Have been consistent in applying the 4 Naturals leave-in, morning and night. Its a lot easier than oil and less messy. My NJoy oil should be here tomorrow. I will start using it on Saturday.


----------



## jbwphoto1 (Mar 18, 2013)

I have been lurking and wanted to ask a question to naturals with crown damage and hair SL or shorter.  How are you wearing/styling your hair?  I know faithVA mentioned an afro puff, but just like myself, was concerned about putting something on the actual spot you're having problems with.

In the beginning, i did well with two strand twists because I could loosely make a top bun if necessary with those.

TIA!


----------



## faithVA (Mar 18, 2013)

jbwphoto1 said:


> I have been lurking and wanted to ask a question to naturals with crown damage and hair SL or shorter.  How are you wearing/styling your hair?  I know faithVA mentioned an afro puff, but just like myself, was concerned about putting something on the actual spot you're having problems with.
> 
> In the beginning, i did well with two strand twists because I could loosely make a top bun if necessary with those.
> 
> TIA!




I will help keep this bumped for you.

When I first started I wore 2 strand twists even with my balding area. I just made them smaller in that area to camouflage it the best I could. 

I also wore flat twists because it was easier to camouflage it with that.

When it got longer, SL but not APL I would wear a banana clip bun in the back and then pin 2 strand twists in the front in various styles.

Now my hair is just EL. I wear a lot of twist outs.


----------



## faithVA (Mar 20, 2013)

I have been applying my topical solutions but have been slacking on massages. But the cowashing 1x a week, and weekly wash is doing my scalp good. I haven't had any soreness of scalp since I added the cowash. 

I will start using NJoys oil mix tonight. I really want to massage that in.


----------



## ghanagirl23 (Mar 21, 2013)

Checking in I bought some hair vitamins hair infinity hopefully that helps with my edges too


----------



## jprayze (Mar 21, 2013)

I've been working hard on massaging my scalp over the past week or so.  I'm going to focus on using one regrowth product on my problem area.


----------



## NappyNelle (Mar 22, 2013)

I haven't been updating like I should be, but I massaged in sulfur oil to my scalp, then added JBCO along my hairline and eyelashes.


----------



## sheanu (Mar 22, 2013)

I'm still seeing minor improvement but the shedding isn't fun.  I did stop the birth control pills and am talking maca root to try to even out my hormones.  It must be helping because I got my period 3 days after stopping but the shedding hasn't really slowed since. I'm still using castor oil and doing hot oil treatments with my oil mix.  The rest of my hair is doing better.


----------



## faithVA (Mar 22, 2013)

sheanu said:


> I'm still seeing minor improvement but the shedding isn't fun.  I did stop the birth control pills and am talking maca root to try to even out my hormones.  It must be helping because I got my period 3 days after stopping but the shedding hasn't really slowed since. I'm still using castor oil and doing hot oil treatments with my oil mix.  The rest of my hair is doing better.

◆ Data to examine
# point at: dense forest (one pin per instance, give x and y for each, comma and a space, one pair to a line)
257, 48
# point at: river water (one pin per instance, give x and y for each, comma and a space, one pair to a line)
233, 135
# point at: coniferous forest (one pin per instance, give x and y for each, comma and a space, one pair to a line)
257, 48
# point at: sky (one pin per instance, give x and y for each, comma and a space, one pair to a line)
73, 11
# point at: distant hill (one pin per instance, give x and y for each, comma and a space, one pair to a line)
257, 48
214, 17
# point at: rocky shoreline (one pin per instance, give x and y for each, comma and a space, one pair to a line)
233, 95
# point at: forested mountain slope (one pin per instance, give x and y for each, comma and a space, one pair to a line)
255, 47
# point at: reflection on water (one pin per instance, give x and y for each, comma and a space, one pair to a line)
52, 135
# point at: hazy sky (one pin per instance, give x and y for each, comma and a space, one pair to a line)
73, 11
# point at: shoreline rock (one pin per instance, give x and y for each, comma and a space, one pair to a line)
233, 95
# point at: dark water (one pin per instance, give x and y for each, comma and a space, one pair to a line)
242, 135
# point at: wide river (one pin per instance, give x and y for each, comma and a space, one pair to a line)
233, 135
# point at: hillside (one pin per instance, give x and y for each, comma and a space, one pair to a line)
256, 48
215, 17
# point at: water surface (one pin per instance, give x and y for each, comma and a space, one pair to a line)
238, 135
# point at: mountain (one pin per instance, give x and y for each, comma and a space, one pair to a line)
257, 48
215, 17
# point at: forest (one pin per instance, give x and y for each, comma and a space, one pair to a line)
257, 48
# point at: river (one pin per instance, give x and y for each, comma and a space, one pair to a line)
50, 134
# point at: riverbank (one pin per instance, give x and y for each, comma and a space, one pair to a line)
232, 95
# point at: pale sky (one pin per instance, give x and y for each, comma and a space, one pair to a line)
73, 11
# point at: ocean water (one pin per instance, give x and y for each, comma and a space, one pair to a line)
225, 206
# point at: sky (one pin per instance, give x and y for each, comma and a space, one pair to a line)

◆ Task instructions
1/ In the hair-care forum thread, rewrite the passage starting with "## sheanu (Mar" and going on through "faithVA (Mar 22, 2013)", renaming "castor oil" to "jojoba oil".
2/ In the hair-care forum thread, what did faithVA add to her routine after which she had no more scalp soreness?
3/ Continue the hair-care forum thread from where it stops.
The listing has no connection to the hair-care forum thread.

◆ Per-task outputs
1/
## sheanu (Mar 22, 2013)

I'm still seeing minor improvement but the shedding isn't fun.  I did stop the birth control pills and am talking maca root to try to even out my hormones.  It must be helping because I got my period 3 days after stopping but the shedding hasn't really slowed since. I'm still using jojoba oil and doing hot oil treatments with my oil mix.  The rest of my hair is doing better.


----------



## faithVA (Mar 22, 2013)

2/ A cowash once a week.

3/
I am taking maca root as well. Just started last week. I have no clue as to what is going on with my body  But I sure hope it helps. I plan to buy a bottle of phytoestrogen pills next month. I think they did help.


----------



## faithVA (Mar 22, 2013)

Massaged NJoys Growth Oil into my temple and crown area last night and did a quick massage. I am massaging it into my temples every morning. I actually pulled out my massager and did a better massage of my crown this morning. 

My twists in my crown are still pretty thin. But when I wear my hair out, it isn't as noticeable. But all the love is paying off. My scalp hasn't complained to me in the past 3 weeks  So I will keep doing what I'm doing and maybe she will love me back with some density.


----------



## IDareT'sHair (Mar 23, 2013)

Been using: Strong Roots Pimento Oil on problem areas and recently ordered some JBCO Extra Dark.  Will massage that into those areas as well.

I haven't had any JBCO in a minute, so I was happy to re-up on that.  And I love the Extra Dark one.

Still using a variety of things (Coffee/Tea Rinsing) to assist in my troubled areas.


----------



## faithVA (Mar 24, 2013)

Have the NJoy's growth oil but wanted to use up the last of the oil I had made. It has ginger in it so want to use it before it goes bad. It is really tingly. Will use the growth oil during the week and will use up my oil before a DC.

Sitting under my heat cap for 30 minutes.


----------



## NappyNelle (Mar 25, 2013)

I haven't been massaging like I used to... I'll get back on the ball when I get home.


----------



## ms.tatiana (Mar 25, 2013)

I've been in Atlanta visiting for a wedding and every night I've using just my JBCO on my edges & it looks to be working. I have to bf consistent if I want to see some progress, but I'm glad I'm not as bald around the edges like I used to be.


----------



## gvin89 (Mar 26, 2013)

I am getting braid extensions to prepare for delivery...the stylist hasn't seen me since November when she last braided my hair. She was very shocked at the growth and thickness, but my edges had her speechless!!!! They are filling in very nicely. She was able to cornrow them back which should prevent stress on them and won't weigh them down.  Needless to say I was happy!


----------



## faithVA (Mar 26, 2013)

^^ Good job!


----------



## faithVA (Mar 26, 2013)

Decided on a schedule for the NJoy Growth Oil. I will oil, massage and baggy Monday, Wednesday and Friday. On wash day I will oil, DC and sit under my heat cap.

I oiled, massaged and baggied last night and then moisturized and sealed.


----------



## g.lo (Mar 26, 2013)

Clarified today, hard protein treatment ( was experiencing breakage), Dc and later one will put some Celie braids.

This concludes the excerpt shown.